**Required work**
Copy out exactly the lines from the one containing "Target: fish tail fin" to the end of the records below, both included, and nothing else.

Records from a collection
** start **

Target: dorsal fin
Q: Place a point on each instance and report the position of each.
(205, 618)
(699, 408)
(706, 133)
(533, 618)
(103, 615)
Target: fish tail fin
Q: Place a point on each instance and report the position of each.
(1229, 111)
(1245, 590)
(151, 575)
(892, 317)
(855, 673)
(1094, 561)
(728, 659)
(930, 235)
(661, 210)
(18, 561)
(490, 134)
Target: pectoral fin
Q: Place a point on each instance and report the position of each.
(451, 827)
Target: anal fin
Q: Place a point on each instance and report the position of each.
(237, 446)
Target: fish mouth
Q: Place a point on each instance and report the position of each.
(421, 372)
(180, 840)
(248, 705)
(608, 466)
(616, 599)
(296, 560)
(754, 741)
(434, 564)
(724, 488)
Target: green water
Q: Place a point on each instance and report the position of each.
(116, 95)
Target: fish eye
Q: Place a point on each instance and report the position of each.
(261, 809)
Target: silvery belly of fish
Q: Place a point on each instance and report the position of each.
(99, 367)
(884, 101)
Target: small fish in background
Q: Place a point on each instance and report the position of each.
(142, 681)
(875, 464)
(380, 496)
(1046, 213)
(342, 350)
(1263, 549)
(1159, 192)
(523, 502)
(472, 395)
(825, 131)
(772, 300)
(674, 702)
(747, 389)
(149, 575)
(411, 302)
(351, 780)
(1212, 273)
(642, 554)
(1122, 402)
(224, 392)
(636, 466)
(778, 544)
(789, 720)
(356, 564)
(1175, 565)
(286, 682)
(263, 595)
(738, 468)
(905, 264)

** end **

**Exercise solution**
Target: fish tail fin
Q: Place a point on each instance and report the position of each.
(1229, 111)
(1245, 590)
(151, 575)
(892, 317)
(855, 673)
(1094, 561)
(728, 659)
(930, 235)
(661, 210)
(18, 561)
(490, 134)
Target: pectoral fin
Q: Place a point on each instance and report the position of each.
(451, 827)
Target: anal fin
Q: Place a point on each instance and report the position of each.
(237, 446)
Target: fish mouth
Q: Place a point on each instance and report the position of each.
(421, 372)
(180, 840)
(248, 705)
(608, 466)
(616, 599)
(296, 560)
(754, 741)
(434, 564)
(724, 488)
Target: green water
Q: Place a point on each instance and report the position of each.
(116, 95)
Target: fish eye
Q: Place a point on each instance and report the position of each.
(261, 809)
Target: silvery belly of fish
Q: Place a point on each instance and report the position of each.
(99, 367)
(884, 101)
Target: small fish in background
Q: Place a point on each instance and report the position of each.
(142, 681)
(875, 464)
(380, 496)
(1046, 213)
(342, 350)
(1263, 549)
(1159, 192)
(523, 502)
(472, 395)
(825, 131)
(772, 300)
(674, 702)
(747, 389)
(149, 575)
(411, 302)
(351, 780)
(1212, 273)
(642, 554)
(1122, 402)
(224, 392)
(636, 466)
(778, 544)
(789, 720)
(356, 564)
(1175, 565)
(286, 682)
(263, 595)
(738, 468)
(905, 264)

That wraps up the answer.